**Excerpt provided:**
◆ ◆ ◆ ◆ ◆ ◆ ◆

I was part of a group of environmental and business leaders invited to meet with presidential candidate John Edwards and his wife Elizabeth in the San Francisco Bay Area last Saturday. The gathering was a chance to give Edwards advice on environmental policy, especially about addressing global warming. (Please note: I was not representing TerraPass at the meeting, nor am I affiliated in any formal way with the Edwards campaign.)

In person, Edwards is relaxed and approachable. The meeting was low-key — Edwards himself showed up in jeans and a sport jacket. After a round of handshakes and introductions, we quickly got into substance.

Edwards displayed an impressive knowledge about global warming. Not at the Al Gore level, but comfortably fluent in cap and trade, atmospheric levels of greenhouse gases, and the likely impacts of melting polar ice caps and sea level rises. He briefly shared his New Energy Economy plan and highlighted opportunities to spur “green collar” job growth in the United States.

Then he asked us questions on the potential for plug-in hybrids, the current limits of battery technology, how to give companies credit for voluntary greenhouse gas reductions, and whether recent evidence of climate impacts made the goal of reducing greenhouse gases by 80% by 2050 not ambitious enough. Our answers led to a real back-and-forth that I don’t think happens very often in modern political campaigns. Elizabeth Edwards revealed her own command of carbon-speak, as well.

◆ ◆ ◆ ◆ ◆ ◆ ◆

**Exercises to complete:**
1. According to the meeting account, what did Edwards wear to the meeting?
2. In the meeting account, substitute "electric vehicles" for "plug-in hybrids" and give the passage that begins at the words "Edwards displayed an" and stops after "carbon-speak, as well.".
The entries after this point play no part in the work.

◆ ◆ ◆ ◆ ◆ ◆ ◆

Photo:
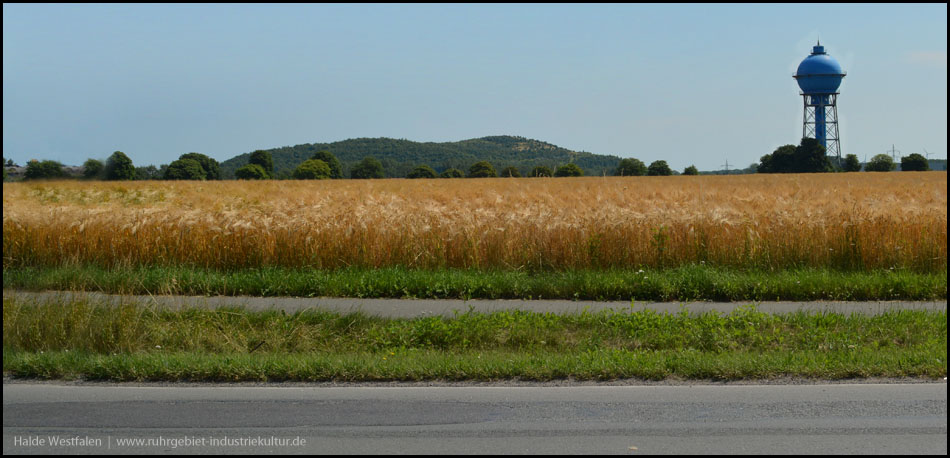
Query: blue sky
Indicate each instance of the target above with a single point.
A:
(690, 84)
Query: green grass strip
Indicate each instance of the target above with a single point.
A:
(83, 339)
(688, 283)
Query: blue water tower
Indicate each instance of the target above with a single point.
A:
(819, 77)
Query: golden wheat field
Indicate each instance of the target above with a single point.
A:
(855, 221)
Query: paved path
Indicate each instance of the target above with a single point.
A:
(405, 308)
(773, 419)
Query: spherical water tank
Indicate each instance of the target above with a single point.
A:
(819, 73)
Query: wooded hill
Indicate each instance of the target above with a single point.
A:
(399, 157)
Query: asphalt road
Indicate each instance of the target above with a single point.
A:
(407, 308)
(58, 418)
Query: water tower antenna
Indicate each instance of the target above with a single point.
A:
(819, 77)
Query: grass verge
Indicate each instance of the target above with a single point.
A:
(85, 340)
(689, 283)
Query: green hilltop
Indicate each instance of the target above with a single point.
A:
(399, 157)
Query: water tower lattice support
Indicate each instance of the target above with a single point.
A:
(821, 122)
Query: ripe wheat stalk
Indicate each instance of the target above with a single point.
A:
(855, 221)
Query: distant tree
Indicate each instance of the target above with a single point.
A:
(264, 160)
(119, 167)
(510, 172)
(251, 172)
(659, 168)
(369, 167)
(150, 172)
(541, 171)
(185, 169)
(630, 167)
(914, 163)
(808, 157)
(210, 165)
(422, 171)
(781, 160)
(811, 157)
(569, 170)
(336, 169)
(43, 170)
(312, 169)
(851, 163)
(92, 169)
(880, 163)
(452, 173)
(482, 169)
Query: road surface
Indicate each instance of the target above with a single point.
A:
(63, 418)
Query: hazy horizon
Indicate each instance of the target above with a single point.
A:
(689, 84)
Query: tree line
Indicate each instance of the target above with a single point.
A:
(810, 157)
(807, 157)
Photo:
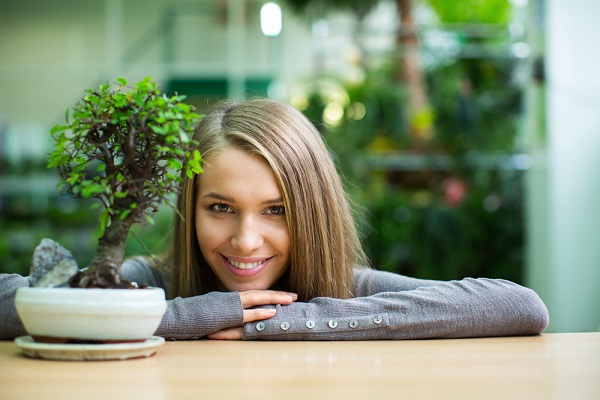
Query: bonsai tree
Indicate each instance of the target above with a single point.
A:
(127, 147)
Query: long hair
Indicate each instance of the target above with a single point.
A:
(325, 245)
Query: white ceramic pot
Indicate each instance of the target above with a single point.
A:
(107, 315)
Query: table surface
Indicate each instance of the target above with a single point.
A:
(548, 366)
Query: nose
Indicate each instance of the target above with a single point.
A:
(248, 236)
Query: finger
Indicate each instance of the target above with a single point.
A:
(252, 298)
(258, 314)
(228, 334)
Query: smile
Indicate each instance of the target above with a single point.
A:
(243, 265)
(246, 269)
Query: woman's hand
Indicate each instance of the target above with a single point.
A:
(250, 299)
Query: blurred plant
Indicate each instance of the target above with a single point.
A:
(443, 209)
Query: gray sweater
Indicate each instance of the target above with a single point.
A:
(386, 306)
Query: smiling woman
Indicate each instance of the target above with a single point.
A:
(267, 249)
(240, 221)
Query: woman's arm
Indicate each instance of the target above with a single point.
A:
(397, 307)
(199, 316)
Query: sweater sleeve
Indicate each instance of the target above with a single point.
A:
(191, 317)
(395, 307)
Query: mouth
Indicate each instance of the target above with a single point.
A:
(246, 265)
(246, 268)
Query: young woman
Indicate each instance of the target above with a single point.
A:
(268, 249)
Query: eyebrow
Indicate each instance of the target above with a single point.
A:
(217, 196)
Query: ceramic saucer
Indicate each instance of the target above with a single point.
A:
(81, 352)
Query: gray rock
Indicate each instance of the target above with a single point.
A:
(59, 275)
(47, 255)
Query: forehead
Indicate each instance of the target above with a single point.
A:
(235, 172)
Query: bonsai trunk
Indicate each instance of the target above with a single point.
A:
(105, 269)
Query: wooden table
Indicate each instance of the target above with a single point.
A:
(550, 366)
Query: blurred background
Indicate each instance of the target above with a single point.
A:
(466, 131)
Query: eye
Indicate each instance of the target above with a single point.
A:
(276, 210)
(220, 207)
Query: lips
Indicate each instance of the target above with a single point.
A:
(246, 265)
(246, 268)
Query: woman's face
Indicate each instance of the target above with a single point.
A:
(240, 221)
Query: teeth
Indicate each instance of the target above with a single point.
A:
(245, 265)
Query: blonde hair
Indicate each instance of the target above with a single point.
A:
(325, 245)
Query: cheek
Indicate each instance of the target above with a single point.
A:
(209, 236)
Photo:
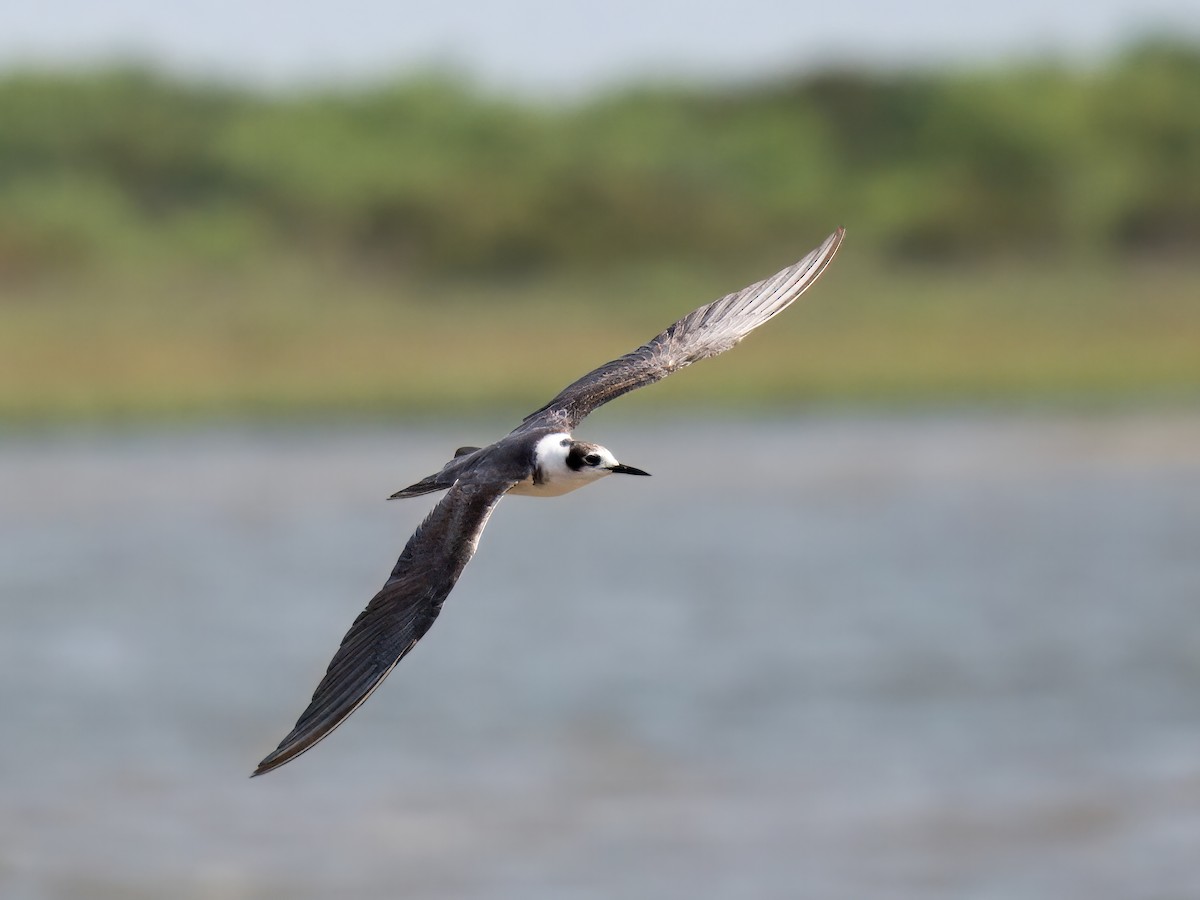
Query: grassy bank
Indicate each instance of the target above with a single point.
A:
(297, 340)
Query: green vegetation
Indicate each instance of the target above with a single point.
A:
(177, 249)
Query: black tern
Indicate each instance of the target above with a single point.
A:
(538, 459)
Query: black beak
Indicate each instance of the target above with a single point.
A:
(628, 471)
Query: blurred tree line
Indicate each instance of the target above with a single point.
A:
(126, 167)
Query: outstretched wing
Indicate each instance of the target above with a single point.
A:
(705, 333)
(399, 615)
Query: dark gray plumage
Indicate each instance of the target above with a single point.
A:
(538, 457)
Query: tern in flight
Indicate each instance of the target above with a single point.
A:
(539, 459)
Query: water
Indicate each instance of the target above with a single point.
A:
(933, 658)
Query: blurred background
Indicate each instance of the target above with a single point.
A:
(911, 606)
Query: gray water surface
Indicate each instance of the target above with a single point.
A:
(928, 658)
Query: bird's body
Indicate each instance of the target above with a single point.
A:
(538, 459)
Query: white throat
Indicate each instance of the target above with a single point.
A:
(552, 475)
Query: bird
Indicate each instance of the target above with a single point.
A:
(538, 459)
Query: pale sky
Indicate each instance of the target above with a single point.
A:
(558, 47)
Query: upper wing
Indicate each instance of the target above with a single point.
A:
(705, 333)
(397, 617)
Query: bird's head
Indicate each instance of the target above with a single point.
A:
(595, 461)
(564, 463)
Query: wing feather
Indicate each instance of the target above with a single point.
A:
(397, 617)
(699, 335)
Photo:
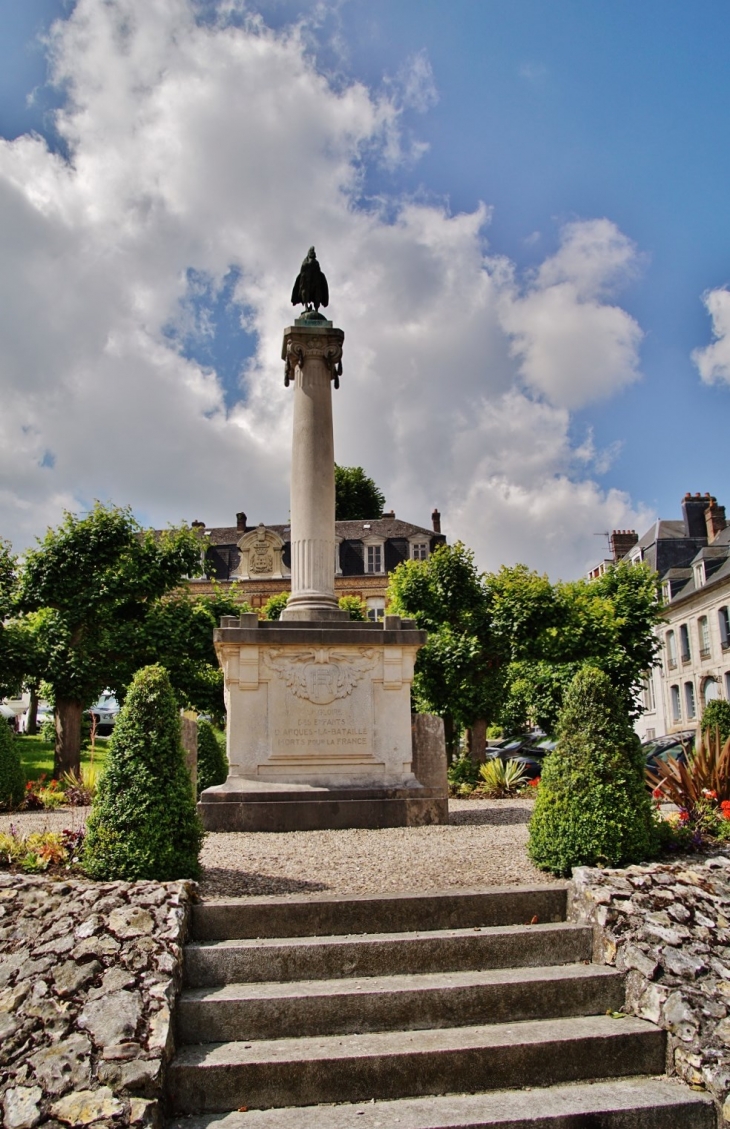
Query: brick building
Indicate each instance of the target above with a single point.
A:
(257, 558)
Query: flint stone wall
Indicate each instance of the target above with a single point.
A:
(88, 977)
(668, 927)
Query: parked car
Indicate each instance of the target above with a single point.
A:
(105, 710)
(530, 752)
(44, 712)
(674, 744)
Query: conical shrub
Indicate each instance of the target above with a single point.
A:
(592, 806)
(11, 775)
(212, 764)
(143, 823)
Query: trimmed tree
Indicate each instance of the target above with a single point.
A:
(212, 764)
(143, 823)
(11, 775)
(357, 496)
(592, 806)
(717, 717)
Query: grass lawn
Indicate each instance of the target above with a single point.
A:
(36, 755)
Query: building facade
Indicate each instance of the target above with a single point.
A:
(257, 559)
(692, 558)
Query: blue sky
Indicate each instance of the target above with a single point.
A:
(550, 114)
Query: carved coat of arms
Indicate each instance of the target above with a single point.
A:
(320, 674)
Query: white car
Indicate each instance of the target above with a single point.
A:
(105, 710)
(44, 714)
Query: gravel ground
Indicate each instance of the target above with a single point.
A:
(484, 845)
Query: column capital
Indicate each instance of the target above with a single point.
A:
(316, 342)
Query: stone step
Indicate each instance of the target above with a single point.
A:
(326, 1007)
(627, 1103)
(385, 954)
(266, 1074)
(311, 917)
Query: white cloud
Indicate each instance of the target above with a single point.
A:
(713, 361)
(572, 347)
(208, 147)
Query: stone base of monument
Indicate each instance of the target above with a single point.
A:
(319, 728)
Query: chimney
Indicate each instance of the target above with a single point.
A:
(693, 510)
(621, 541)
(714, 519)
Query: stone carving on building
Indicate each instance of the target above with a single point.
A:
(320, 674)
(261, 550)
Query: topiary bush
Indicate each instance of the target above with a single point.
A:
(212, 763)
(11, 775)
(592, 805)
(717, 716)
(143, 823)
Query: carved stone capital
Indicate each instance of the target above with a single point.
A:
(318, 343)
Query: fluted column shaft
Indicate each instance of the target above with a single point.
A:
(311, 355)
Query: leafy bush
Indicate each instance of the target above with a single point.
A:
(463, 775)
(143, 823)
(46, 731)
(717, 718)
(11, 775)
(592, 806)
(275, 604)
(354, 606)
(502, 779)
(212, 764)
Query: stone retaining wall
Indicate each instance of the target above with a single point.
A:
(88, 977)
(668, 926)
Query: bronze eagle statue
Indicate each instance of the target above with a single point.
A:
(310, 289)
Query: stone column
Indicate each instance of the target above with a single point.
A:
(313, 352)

◆ ◆ ◆ ◆ ◆ ◆ ◆

**Correct answers:**
1. He wore jeans and a sport jacket.

2.
Edwards displayed an impressive knowledge about global warming. Not at the Al Gore level, but comfortably fluent in cap and trade, atmospheric levels of greenhouse gases, and the likely impacts of melting polar ice caps and sea level rises. He briefly shared his New Energy Economy plan and highlighted opportunities to spur “green collar” job growth in the United States.

Then he asked us questions on the potential for electric vehicles, the current limits of battery technology, how to give companies credit for voluntary greenhouse gas reductions, and whether recent evidence of climate impacts made the goal of reducing greenhouse gases by 80% by 2050 not ambitious enough. Our answers led to a real back-and-forth that I don’t think happens very often in modern political campaigns. Elizabeth Edwards revealed her own command of carbon-speak, as well.